Publie le jeudi 19 août 2010 par Open-Publishing
7 commentaires

De Yvon Quiniou*

La bêtise ou l’ignorance n’a pas de limites, mais elle a au moins un nom : Guy Sorman. Sa diatribe contre le communisme à l’occasion du procès - justifié, je le précise - d’un responsable des crimes des Khmers rouges (Le Monde du 10 août) témoigne d’une radicale incompréhension du projet de Marx, faute sans doute de s’être un tant soi peu renseigné à ce propos.

Une remarque préalable : sauf à verser dans le nominalisme qui fait du mot la chose, ce n’est pas parce que le régime cambodgien et les régimes "totalitaires" du XXe siècle qu’il dénonce se disaient "communistes" qu’ils l’étaient.

A ce compte, les chrétiens de l’Inquisition et des bûchers étaient chrétiens... alors qu’ils ne l’étaient pas ! Dans le cas présent, l’assimilation de ces régimes à l’idée communiste dont ils se réclamaient (cela est exact) tient à un double oubli, politique et théorique. L’oubli politique, d’abord : pour Marx le communisme était identique à une démocratie complète, dépassant la seule sphère politique des institutions, qu’elle intégrait, et investissant les sphères de la vie sociale et économique.

Corrélativement, cette démocratie intégrale, qui entendait même se passer d’Etat sur le long terme, avait pour ambition anthropologique de permettre la satisfaction des besoins de tous et, du même coup, d’actualiser les potentialités humaines qu’une société de classes mutile chez la majorité de ses membres. Marx n’a cessé de mettre l’émancipation individuelle au coeur de son projet, au point qu’il le concevait comme une association où "le libre développement de chacun est la condition du libre développement de tous" (Manifeste du Parti communiste, 1948) et non l’inverse ! Où Guy Sorman a-t-il donc vu que les régimes qu’il critique aient en quoi que ce soit ressemblé à cette définition du communisme ?

Le renforcement inouï de l’Etat, l’absence de pluralisme idéologique et de liberté politique, le contrôle collectif sur les consciences dans des domaines qui doivent en droit lui échapper comme la religion, l’art ou la science, enfin le recours à la violence meurtrière (même s’ils n’en furent pas les seuls responsables, ce que refuse d’admettre Guy Sorman) n’ont rien à voir avec le communisme marxien (et il n’y en a pas d’autre !), mais ils illustrent sa défiguration et l’illusion dans laquelle étaient ceux qui croyaient être sur la voie de sa réalisation.

Tout cela pèse encore d’un poids terrible sur notre situation politique et empêche d’admettre à la fois que l’idée communiste est généreuse, moralement exigible, et qu’elle n’est pas morte puisqu’elle n’a jamais existé dans les faits. Mais d’où vient cette dramatique défiguration ? C’est ici qu’intervient l’autre oubli, théorique, qui n’est d’ailleurs pas l’apanage de Guy Sorman puisqu’il est partagé par les commentateurs, voire les hommes politiques, y compris quand ils sont de gauche.

* [Données sources]:
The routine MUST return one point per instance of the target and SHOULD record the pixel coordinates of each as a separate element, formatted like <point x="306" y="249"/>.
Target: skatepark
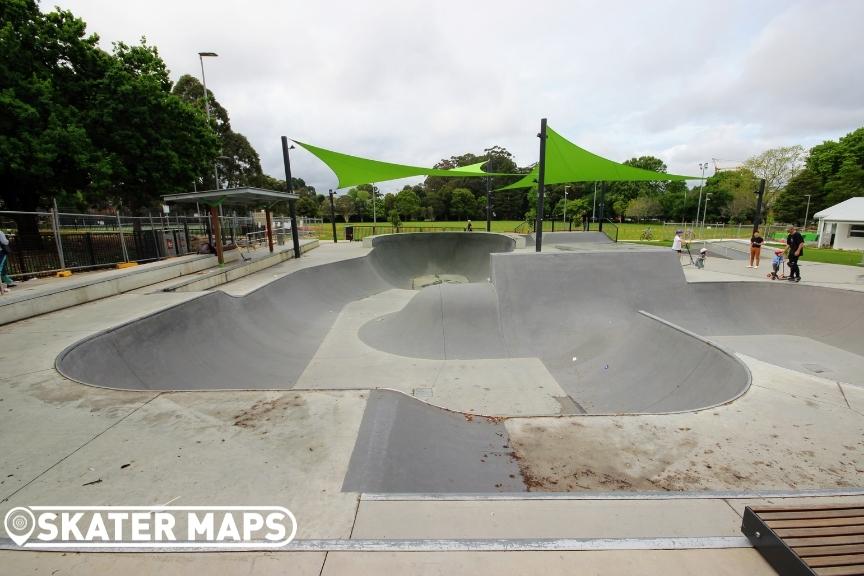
<point x="506" y="400"/>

* [Exercices proposés]:
a – Recopiez fidèlement un passage du texte sur le communisme marxien. Commencez aux mots « Une remarque préalable : sauf » et arrêtez-vous après les mots « sociale et économique. ».
b – D'après le texte sur le communisme marxien, à quoi le communisme était-il identique pour Marx ?
c – Énumérez les domaines qui, selon le texte sur le communisme marxien, doivent en droit échapper au contrôle collectif sur les consciences.

* [Corrigé par exercice]:
a –
Une remarque préalable : sauf à verser dans le nominalisme qui fait du mot la chose, ce n’est pas parce que le régime cambodgien et les régimes "totalitaires" du XXe siècle qu’il dénonce se disaient "communistes" qu’ils l’étaient.

A ce compte, les chrétiens de l’Inquisition et des bûchers étaient chrétiens... alors qu’ils ne l’étaient pas ! Dans le cas présent, l’assimilation de ces régimes à l’idée communiste dont ils se réclamaient (cela est exact) tient à un double oubli, politique et théorique. L’oubli politique, d’abord : pour Marx le communisme était identique à une démocratie complète, dépassant la seule sphère politique des institutions, qu’elle intégrait, et investissant les sphères de la vie sociale et économique.

b – À une démocratie complète, dépassant la seule sphère politique des institutions et investissant les sphères de la vie sociale et économique.

c –
- la religion
- l'art
- la science